That's what all these lawsuits are about - it's the training not the reproduction. I already agreed in my first comment that the reproduction is off limits.
In this case, it appears that Meta torrented illegal copies of the work to do the training. Obviously that's bad. But conflating that with training itself doesn't follow.
Pirating content is illegal, regardless of if it is to train an LLM.
Usage of LLMs trained on unlicensed content (basically all of them) might or might not be illegal.
Using any method to reproduce a copyrighted work by using that original as input in a way that supplants the market value of the original is probably illegal.
At least that is my rudimentary understanding.
I don't think anyone thinks that all training is a copyright violation if all the training data is licensed. For example a LLM trained on CC0 content would be fine with basically everyone.
The problem is that training happens on data that is not licensed for that use. Some of that data also is pirated which makes it even clearer that it is illegal.
If you supplant the value of the original with the original as input then you probably have some legal questions to answer.

** Given entries **
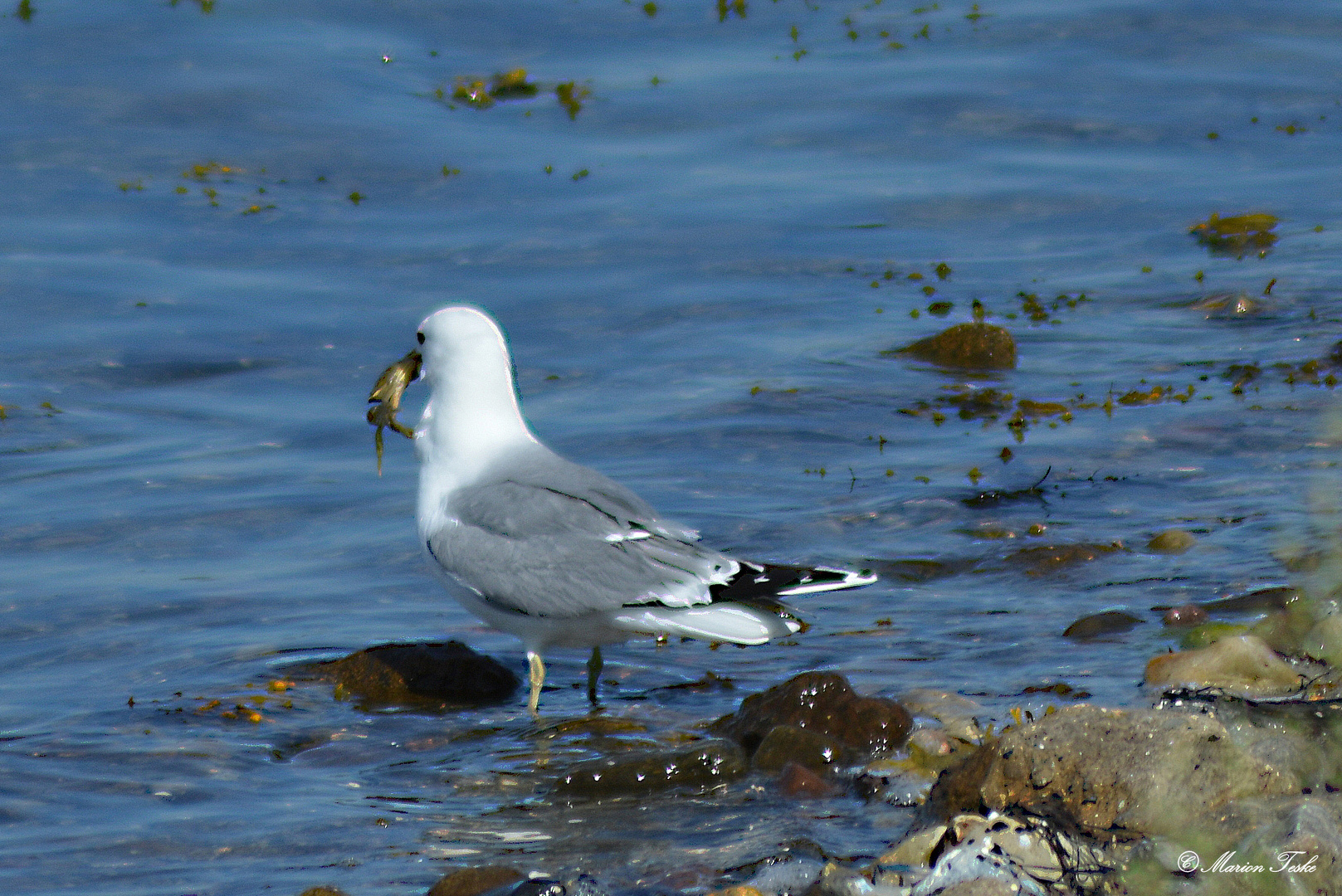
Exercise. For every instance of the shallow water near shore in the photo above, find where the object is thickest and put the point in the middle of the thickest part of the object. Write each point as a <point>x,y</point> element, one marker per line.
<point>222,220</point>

* * *

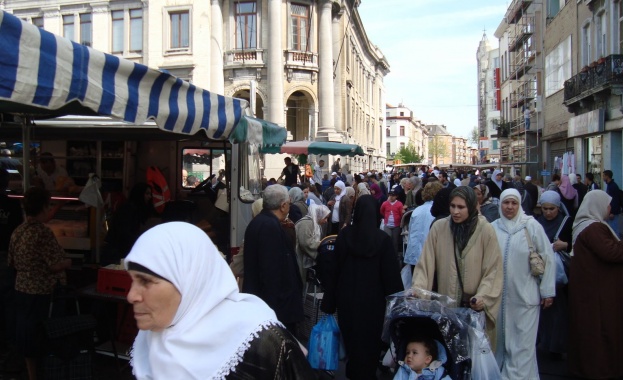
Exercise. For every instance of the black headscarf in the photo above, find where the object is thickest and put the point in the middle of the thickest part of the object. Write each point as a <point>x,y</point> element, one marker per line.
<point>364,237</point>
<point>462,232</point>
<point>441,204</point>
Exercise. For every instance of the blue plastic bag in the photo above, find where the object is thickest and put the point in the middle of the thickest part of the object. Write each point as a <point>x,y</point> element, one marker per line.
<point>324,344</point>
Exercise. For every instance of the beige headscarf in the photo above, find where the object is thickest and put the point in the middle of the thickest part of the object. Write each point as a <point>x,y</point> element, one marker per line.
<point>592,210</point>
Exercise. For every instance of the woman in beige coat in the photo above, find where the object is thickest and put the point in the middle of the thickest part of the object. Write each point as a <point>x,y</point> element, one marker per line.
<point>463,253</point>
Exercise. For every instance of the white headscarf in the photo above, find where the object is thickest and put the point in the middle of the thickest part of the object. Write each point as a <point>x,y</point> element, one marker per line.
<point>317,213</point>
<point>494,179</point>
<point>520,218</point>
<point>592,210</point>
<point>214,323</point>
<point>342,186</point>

* * *

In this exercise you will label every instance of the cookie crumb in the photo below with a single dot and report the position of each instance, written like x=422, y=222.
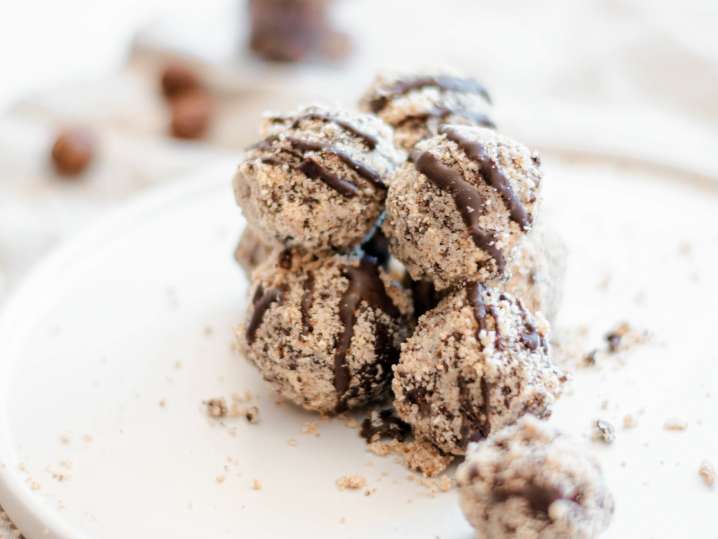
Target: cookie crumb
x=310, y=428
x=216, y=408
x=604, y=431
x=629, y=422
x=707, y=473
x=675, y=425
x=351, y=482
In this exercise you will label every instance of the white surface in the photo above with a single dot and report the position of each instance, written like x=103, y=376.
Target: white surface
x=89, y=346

** Exercise directions **
Extract the part of the forum thread about LLM training and copyright starting with "Using any method" and going on through "is probably illegal.", copying it word for word. Work only from the forum thread about LLM training and copyright.

** Final answer **
Using any method to reproduce a copyrighted work by using that original as input in a way that supplants the market value of the original is probably illegal.